- **Passage**
— START —
RHS seems as if operator $\cos(\widehat{\phantom{X}})$ is being applied consecutively to terms of ABC, I tried to represent it in an analogous way to the Laplacian operator convention, but maybe there are more common ways of representing RHS using some operator and sigma notation ( please let me know if there is).

My question is : Are there any identities/structures relating or looking similar to IV, I apologize if this looks like a general fishing expedition question but I can not think of anything more that I can add to this post at this stage. Thank you

Motivation for IV,

Let $A,B,C$ be a triangle.
— END —
- **Extracted information**
— START —
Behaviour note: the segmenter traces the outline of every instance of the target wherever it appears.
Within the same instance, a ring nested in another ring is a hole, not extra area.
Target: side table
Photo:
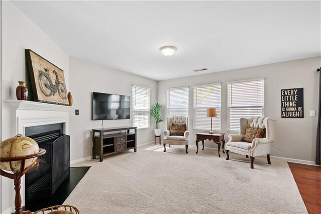
[[[155,136],[155,143],[154,144],[156,145],[156,138],[159,138],[159,144],[160,144],[160,135],[154,135]]]
[[[223,146],[222,147],[222,151],[223,153],[224,152],[224,145],[225,145],[225,140],[224,140],[225,133],[197,133],[196,134],[196,147],[197,148],[197,151],[196,154],[199,152],[199,142],[202,141],[203,144],[202,150],[204,150],[204,140],[212,140],[214,143],[217,144],[218,147],[219,157],[221,157],[220,155],[220,149],[221,147],[221,142],[223,143]]]

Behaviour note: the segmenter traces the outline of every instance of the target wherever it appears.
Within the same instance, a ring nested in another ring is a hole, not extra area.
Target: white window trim
[[[229,120],[229,114],[230,114],[230,108],[229,106],[229,84],[232,83],[239,83],[241,82],[254,82],[256,81],[263,81],[263,106],[261,105],[251,105],[251,107],[253,108],[262,108],[262,116],[264,117],[265,114],[265,80],[264,78],[258,78],[255,79],[244,79],[241,80],[237,80],[237,81],[232,81],[227,82],[227,133],[231,133],[231,134],[238,134],[239,132],[239,130],[238,131],[236,130],[230,130],[230,120]],[[239,108],[248,108],[249,106],[243,106],[243,107],[239,107]]]
[[[222,131],[222,83],[221,82],[214,82],[213,83],[209,83],[209,84],[202,84],[202,85],[193,85],[193,130],[195,130],[195,131],[209,131],[208,129],[198,129],[198,128],[195,128],[195,110],[196,108],[194,107],[194,88],[197,88],[198,87],[207,87],[207,86],[215,86],[216,85],[219,85],[221,86],[221,106],[220,106],[220,129],[219,130],[217,130],[217,129],[213,129],[213,131],[214,131],[215,132],[221,132]],[[216,106],[208,106],[207,107],[207,108],[217,108]],[[200,109],[204,109],[204,108],[200,108]]]
[[[151,91],[151,89],[150,88],[149,88],[148,87],[145,87],[145,86],[142,86],[141,85],[132,85],[132,124],[133,126],[136,126],[136,125],[134,124],[134,100],[133,100],[133,87],[135,87],[136,88],[142,88],[142,89],[145,89],[146,90],[148,90],[149,91],[149,97],[148,97],[148,100],[149,100],[149,102],[148,102],[148,126],[147,127],[139,127],[137,126],[137,129],[149,129],[150,128],[150,114],[149,114],[149,110],[150,109],[150,91]]]
[[[190,103],[190,86],[180,86],[180,87],[171,87],[171,88],[168,88],[166,89],[167,90],[167,117],[170,117],[170,115],[169,115],[169,110],[170,110],[171,108],[169,108],[169,91],[171,91],[171,90],[179,90],[179,89],[187,89],[188,90],[188,98],[187,98],[187,101],[188,101],[188,104],[187,104],[187,115],[186,116],[186,117],[188,117],[189,116],[189,103]]]

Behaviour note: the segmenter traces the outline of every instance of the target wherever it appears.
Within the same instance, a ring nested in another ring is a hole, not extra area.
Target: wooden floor
[[[288,162],[307,211],[321,213],[321,167]]]

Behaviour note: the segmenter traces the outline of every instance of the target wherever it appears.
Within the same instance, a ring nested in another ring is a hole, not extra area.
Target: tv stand
[[[99,156],[102,162],[105,156],[129,149],[137,151],[137,127],[120,127],[92,130],[92,159]]]

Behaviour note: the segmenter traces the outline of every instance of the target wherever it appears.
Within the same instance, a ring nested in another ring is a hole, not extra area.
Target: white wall
[[[16,88],[18,80],[26,80],[25,49],[31,49],[64,71],[68,87],[69,55],[49,37],[27,18],[10,1],[2,1],[3,66],[1,82],[2,100],[16,99]],[[11,137],[10,110],[3,101],[2,135],[4,139]],[[4,212],[11,205],[14,196],[12,180],[3,178],[1,194]],[[10,210],[11,211],[11,210]]]
[[[276,120],[276,139],[273,144],[272,156],[314,161],[317,117],[310,117],[309,110],[316,110],[317,115],[319,74],[321,57],[313,57],[260,66],[183,77],[158,82],[158,102],[167,105],[166,89],[190,86],[189,123],[191,135],[189,144],[195,145],[195,133],[193,130],[193,85],[215,82],[222,83],[222,132],[227,141],[227,82],[264,77],[265,79],[265,115]],[[304,119],[281,118],[281,89],[304,88]],[[166,108],[163,115],[166,115]],[[160,127],[165,129],[162,123]],[[192,129],[192,130],[191,130]],[[206,141],[205,146],[216,147]]]
[[[70,160],[78,160],[92,155],[92,129],[101,128],[101,121],[92,121],[93,91],[126,95],[132,97],[132,85],[151,88],[150,105],[156,101],[157,82],[107,67],[71,57],[69,59],[70,89],[73,97],[73,105],[79,110],[79,115],[70,116]],[[131,115],[132,118],[132,115]],[[105,120],[104,127],[131,126],[129,120]],[[151,127],[138,129],[137,144],[153,141],[154,121]],[[139,150],[138,150],[139,151]]]

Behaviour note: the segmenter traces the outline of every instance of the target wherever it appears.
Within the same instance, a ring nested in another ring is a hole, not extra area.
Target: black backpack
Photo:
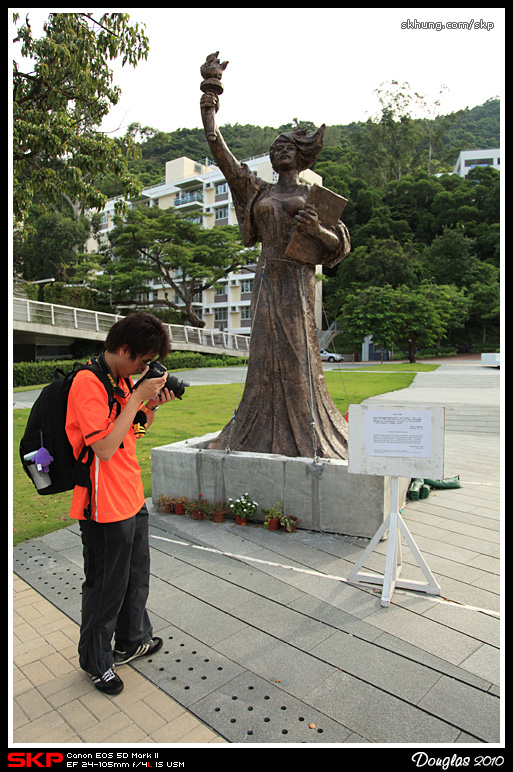
[[[92,360],[92,363],[87,365],[75,362],[73,370],[67,374],[62,370],[55,370],[55,380],[44,387],[30,411],[25,434],[20,442],[20,458],[23,468],[41,496],[73,490],[76,485],[87,488],[89,503],[84,510],[84,516],[90,519],[92,493],[90,469],[94,451],[84,444],[78,459],[75,459],[66,434],[69,390],[73,379],[81,370],[94,373],[105,386],[109,401],[109,415],[114,405],[118,406],[119,413],[121,406],[114,397],[113,386],[96,360]],[[52,460],[49,465],[44,466],[44,471],[38,471],[33,456],[42,447],[48,451]],[[32,455],[32,458],[27,459],[27,455]]]

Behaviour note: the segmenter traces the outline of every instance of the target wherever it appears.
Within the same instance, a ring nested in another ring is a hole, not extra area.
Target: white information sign
[[[444,429],[443,407],[351,405],[347,471],[440,480]]]
[[[366,411],[365,452],[368,456],[431,458],[431,411]]]
[[[413,536],[401,517],[399,477],[430,477],[442,479],[444,473],[443,407],[413,407],[393,405],[387,408],[372,405],[351,405],[349,408],[349,462],[352,474],[391,477],[390,514],[374,534],[363,554],[348,574],[355,584],[378,585],[383,588],[381,605],[388,606],[396,587],[439,595],[438,585],[422,557]],[[361,571],[388,532],[385,571],[381,574]],[[425,582],[401,579],[401,536],[421,569]]]

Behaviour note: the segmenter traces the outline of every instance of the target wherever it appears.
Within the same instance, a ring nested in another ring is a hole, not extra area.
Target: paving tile
[[[456,727],[347,673],[336,672],[306,702],[372,743],[451,743]]]
[[[467,684],[441,678],[420,706],[485,743],[500,741],[499,700]]]
[[[345,633],[334,633],[312,649],[311,654],[414,704],[441,677],[440,673],[425,665]]]

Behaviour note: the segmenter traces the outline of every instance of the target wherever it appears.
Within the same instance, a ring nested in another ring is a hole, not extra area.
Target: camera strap
[[[105,357],[103,356],[103,354],[100,354],[100,356],[98,357],[96,362],[97,362],[98,367],[100,368],[100,370],[109,379],[109,383],[111,384],[111,386],[113,388],[114,394],[117,397],[121,397],[121,398],[124,399],[125,398],[125,392],[123,391],[123,389],[119,385],[119,382],[116,381],[116,379],[112,375],[110,367],[108,366],[107,362],[105,361]],[[127,386],[128,390],[130,391],[130,393],[132,393],[133,390],[134,390],[134,387],[131,385],[130,381],[127,381],[125,379],[123,379],[123,381],[126,384],[126,386]],[[116,418],[118,417],[118,415],[120,413],[121,413],[121,405],[116,400]],[[132,426],[133,426],[133,429],[134,429],[134,434],[135,434],[137,439],[139,439],[139,437],[144,437],[144,435],[146,434],[146,425],[147,425],[146,413],[144,413],[142,410],[138,410],[137,413],[135,414],[135,418],[134,418],[134,420],[132,422]],[[121,445],[119,447],[123,448],[123,443],[121,443]]]

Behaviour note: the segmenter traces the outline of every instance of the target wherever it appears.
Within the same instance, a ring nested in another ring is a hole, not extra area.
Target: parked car
[[[342,354],[334,354],[333,351],[326,351],[321,348],[321,359],[323,362],[343,362],[344,357]]]

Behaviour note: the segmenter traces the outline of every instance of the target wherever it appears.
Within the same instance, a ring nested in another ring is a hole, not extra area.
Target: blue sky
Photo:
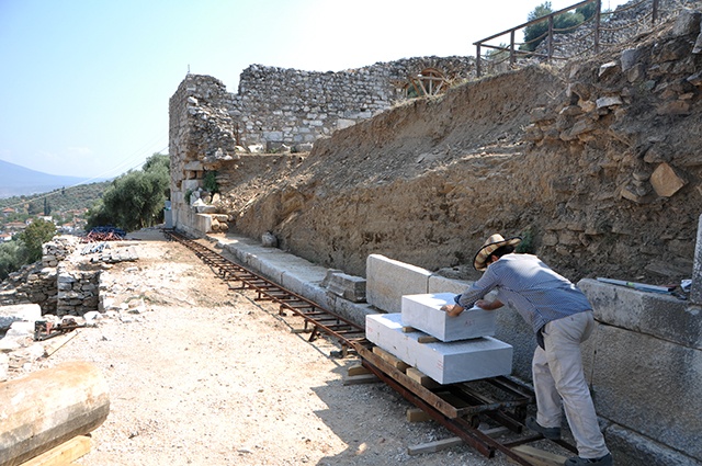
[[[260,64],[340,71],[475,55],[540,0],[0,0],[0,159],[110,178],[168,151],[188,70],[237,92]],[[576,0],[552,0],[558,10]],[[603,0],[604,8],[624,3]]]

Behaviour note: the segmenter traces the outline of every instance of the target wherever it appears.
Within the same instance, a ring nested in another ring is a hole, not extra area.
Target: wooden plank
[[[383,361],[385,361],[386,363],[388,363],[389,365],[392,365],[393,367],[395,367],[400,372],[405,372],[407,371],[408,367],[411,367],[409,364],[395,357],[387,351],[383,350],[381,346],[373,346],[373,353],[377,354],[380,357],[383,359]]]
[[[556,455],[529,445],[513,446],[511,450],[534,466],[563,466],[568,459],[566,456]]]
[[[407,374],[407,376],[412,380],[421,384],[422,387],[432,389],[432,388],[439,388],[441,386],[441,384],[439,384],[437,380],[434,380],[423,372],[419,371],[417,367],[408,367],[405,371],[405,374]]]
[[[439,412],[444,414],[449,419],[455,419],[460,414],[455,407],[449,405],[446,401],[442,400],[438,396],[435,396],[428,388],[422,387],[418,382],[409,378],[404,372],[396,370],[395,367],[388,365],[381,356],[374,354],[362,345],[354,345],[356,352],[361,357],[366,360],[370,364],[377,367],[383,374],[390,377],[393,380],[397,382],[404,388],[407,388],[412,394],[417,395],[424,402],[427,402],[432,408],[437,409]]]
[[[343,378],[343,385],[375,384],[381,382],[375,374],[360,374]]]
[[[350,366],[347,370],[347,374],[350,376],[354,376],[354,375],[363,375],[363,374],[370,374],[371,371],[369,371],[367,368],[363,367],[362,364],[353,364],[352,366]]]
[[[21,466],[65,466],[88,454],[90,447],[90,437],[78,435],[29,462],[22,463]]]
[[[463,443],[457,436],[452,436],[451,439],[438,440],[435,442],[422,443],[420,445],[408,446],[407,453],[410,455],[419,455],[422,453],[435,453],[442,450],[451,448],[452,446],[457,446]]]
[[[419,408],[415,408],[415,409],[421,411]],[[482,430],[480,432],[483,432],[485,435],[494,437],[494,436],[501,435],[502,433],[506,433],[506,432],[509,432],[509,431],[510,430],[505,428],[505,427],[499,427],[499,428],[486,429],[484,431]],[[440,440],[440,441],[437,441],[437,442],[428,442],[428,443],[422,443],[422,444],[415,445],[415,446],[409,446],[407,448],[407,452],[410,455],[418,455],[420,453],[434,453],[434,452],[439,452],[441,450],[445,450],[445,448],[450,448],[452,446],[460,445],[462,443],[463,443],[463,440],[461,440],[460,436],[452,436],[450,439],[444,439],[444,440]],[[565,462],[565,458],[564,458],[564,462]],[[558,466],[563,466],[563,462]]]
[[[431,416],[419,408],[407,409],[407,422],[427,422],[431,421]]]

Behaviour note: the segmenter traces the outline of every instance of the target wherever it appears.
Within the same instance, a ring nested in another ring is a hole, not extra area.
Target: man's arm
[[[502,302],[500,302],[499,299],[495,299],[494,302],[488,302],[488,300],[485,300],[485,299],[478,299],[478,300],[475,302],[475,305],[477,307],[479,307],[480,309],[485,309],[485,310],[495,310],[495,309],[499,309],[500,307],[505,306],[505,304]],[[463,312],[465,310],[465,308],[461,307],[461,305],[457,305],[457,304],[446,304],[444,306],[441,306],[441,310],[445,311],[451,317],[456,317],[461,312]]]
— END —
- **Goal**
Write out everything in the post from "RHS seems as" down to "be a triangle.". The rows have no connection to the post.

- **Written solution**
RHS seems as if operator $\cos(\widehat{\phantom{X}})$ is being applied consecutively to terms of ABC, I tried to represent it in an analogous way to the Laplacian operator convention, but maybe there are more common ways of representing RHS using some operator and sigma notation ( please let me know if there is).

My question is : Are there any identities/structures relating or looking similar to IV, I apologize if this looks like a general fishing expedition question but I can not think of anything more that I can add to this post at this stage. Thank you

Motivation for IV,

Let $A,B,C$ be a triangle.